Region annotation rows
---*---
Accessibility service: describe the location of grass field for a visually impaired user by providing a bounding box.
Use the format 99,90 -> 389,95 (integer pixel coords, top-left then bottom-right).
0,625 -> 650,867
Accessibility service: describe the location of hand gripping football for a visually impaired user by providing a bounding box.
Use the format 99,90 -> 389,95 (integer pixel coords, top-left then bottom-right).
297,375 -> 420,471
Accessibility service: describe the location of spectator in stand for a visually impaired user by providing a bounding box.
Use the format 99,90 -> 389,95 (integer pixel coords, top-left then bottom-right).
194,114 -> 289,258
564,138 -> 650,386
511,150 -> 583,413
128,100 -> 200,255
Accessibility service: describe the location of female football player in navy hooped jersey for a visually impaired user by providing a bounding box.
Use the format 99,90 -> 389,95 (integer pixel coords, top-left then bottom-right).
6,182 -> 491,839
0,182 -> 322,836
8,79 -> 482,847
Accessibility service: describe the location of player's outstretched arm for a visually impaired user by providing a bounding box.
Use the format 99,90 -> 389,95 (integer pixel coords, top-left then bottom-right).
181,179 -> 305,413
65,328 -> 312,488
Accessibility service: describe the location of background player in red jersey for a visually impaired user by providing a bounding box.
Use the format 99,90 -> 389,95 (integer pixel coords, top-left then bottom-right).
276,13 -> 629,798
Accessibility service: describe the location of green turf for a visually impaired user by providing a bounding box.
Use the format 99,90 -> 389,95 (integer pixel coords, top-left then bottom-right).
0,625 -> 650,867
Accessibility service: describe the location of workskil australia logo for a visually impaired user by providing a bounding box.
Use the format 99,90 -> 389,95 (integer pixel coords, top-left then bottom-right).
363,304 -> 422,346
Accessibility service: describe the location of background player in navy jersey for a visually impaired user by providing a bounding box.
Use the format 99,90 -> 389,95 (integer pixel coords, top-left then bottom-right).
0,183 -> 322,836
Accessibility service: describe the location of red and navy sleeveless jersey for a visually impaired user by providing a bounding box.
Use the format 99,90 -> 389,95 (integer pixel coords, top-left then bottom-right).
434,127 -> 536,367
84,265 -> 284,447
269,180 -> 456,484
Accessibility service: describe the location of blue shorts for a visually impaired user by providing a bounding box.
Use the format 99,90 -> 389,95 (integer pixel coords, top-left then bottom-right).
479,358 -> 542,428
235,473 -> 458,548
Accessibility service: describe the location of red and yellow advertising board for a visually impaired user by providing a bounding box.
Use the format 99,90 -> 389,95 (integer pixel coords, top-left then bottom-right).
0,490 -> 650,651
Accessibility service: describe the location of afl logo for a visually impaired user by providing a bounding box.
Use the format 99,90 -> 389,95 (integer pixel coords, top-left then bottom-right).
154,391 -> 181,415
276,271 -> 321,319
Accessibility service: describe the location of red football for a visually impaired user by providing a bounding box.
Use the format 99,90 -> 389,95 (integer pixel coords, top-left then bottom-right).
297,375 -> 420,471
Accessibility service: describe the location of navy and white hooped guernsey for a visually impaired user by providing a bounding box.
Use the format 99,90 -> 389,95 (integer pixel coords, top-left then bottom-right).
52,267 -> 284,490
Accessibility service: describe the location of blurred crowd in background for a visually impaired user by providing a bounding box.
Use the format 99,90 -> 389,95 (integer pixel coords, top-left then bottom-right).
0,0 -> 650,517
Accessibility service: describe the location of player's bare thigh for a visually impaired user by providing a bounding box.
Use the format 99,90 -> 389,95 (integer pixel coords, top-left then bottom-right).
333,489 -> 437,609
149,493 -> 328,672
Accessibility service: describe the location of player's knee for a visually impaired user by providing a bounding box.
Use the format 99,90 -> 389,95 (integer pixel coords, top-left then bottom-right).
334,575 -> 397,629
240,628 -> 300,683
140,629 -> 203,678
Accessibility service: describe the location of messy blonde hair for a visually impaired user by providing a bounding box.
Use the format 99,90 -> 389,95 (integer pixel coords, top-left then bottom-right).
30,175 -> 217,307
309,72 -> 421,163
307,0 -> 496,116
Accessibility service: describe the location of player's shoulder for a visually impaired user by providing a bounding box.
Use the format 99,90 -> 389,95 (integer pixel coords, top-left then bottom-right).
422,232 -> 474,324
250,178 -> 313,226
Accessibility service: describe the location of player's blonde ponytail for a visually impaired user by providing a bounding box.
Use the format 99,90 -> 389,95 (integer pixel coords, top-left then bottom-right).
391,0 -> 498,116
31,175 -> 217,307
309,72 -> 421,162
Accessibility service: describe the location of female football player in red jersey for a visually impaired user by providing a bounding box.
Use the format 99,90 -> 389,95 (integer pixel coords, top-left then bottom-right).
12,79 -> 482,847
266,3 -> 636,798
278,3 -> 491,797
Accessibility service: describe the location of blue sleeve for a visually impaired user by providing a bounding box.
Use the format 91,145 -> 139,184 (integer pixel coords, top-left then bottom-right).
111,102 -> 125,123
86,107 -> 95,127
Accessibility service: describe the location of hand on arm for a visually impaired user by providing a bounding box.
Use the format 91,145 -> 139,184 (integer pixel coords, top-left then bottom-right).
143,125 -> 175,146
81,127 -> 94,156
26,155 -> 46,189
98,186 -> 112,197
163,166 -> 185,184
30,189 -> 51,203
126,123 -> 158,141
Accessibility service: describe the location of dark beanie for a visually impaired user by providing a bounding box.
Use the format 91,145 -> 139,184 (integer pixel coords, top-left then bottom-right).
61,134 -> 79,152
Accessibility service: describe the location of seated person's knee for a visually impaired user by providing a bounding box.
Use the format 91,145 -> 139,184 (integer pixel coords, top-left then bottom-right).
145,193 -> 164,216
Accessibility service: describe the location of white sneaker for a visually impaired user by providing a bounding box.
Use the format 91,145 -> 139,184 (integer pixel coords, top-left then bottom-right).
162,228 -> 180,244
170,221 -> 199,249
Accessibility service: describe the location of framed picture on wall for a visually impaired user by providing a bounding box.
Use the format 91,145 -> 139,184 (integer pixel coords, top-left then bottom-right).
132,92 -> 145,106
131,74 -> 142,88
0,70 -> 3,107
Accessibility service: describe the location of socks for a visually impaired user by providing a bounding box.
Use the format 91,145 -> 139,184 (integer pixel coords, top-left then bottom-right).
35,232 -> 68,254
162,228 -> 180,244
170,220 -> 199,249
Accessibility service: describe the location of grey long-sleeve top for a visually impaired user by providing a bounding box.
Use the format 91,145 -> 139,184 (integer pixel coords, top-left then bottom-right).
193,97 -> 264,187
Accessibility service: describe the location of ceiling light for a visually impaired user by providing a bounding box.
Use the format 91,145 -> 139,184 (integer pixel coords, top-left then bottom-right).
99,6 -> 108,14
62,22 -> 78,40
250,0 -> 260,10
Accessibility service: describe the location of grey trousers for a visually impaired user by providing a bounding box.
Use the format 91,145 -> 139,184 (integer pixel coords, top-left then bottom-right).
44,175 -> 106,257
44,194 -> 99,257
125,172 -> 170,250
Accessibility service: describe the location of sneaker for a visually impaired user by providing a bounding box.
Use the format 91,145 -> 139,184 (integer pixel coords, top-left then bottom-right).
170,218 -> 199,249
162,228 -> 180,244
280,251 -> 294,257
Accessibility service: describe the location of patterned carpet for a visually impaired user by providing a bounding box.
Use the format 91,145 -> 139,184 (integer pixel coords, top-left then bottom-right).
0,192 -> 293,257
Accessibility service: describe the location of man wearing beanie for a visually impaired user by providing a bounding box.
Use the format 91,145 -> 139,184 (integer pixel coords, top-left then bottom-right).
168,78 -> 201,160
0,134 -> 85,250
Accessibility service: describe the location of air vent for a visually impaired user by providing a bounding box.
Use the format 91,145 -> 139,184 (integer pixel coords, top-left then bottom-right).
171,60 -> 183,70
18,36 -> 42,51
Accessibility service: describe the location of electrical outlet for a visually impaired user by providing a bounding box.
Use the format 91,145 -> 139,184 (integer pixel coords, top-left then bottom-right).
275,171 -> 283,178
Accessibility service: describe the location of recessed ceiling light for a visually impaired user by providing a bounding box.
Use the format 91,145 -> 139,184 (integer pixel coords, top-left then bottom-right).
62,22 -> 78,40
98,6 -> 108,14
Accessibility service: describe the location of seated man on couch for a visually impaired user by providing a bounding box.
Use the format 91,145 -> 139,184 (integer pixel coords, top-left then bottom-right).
---*---
Your objective: Could you put the lines from the one containing "of player's shoulder" up to and including the one containing "278,3 -> 491,797" into a JSON list of strings, one string per line, with blank lines omitted?

Reply to the task:
[
  "Accessibility service: describe the location of player's shoulder for a visually impaired user by providing a bounding box.",
  "Use the format 99,90 -> 389,95 (integer pixel coords, top-left then bottom-right).",
  "422,232 -> 474,324",
  "250,178 -> 313,226",
  "Accessibility service: describe the location of player's blonde ponytail for a visually impaired user by providing a bounding box.",
  "Use the format 99,90 -> 389,95 (integer pixel coords, top-left then bottom-right).",
  "391,0 -> 498,116",
  "31,175 -> 217,307",
  "309,72 -> 421,162",
  "Accessibility service: describe the location of female football player in red jersey for a visually impaired user by providing a bounding box.",
  "Use the format 99,90 -> 389,95 (integer pixel coords, top-left then bottom-right).",
  "12,79 -> 482,847",
  "266,3 -> 636,798",
  "278,3 -> 491,797"
]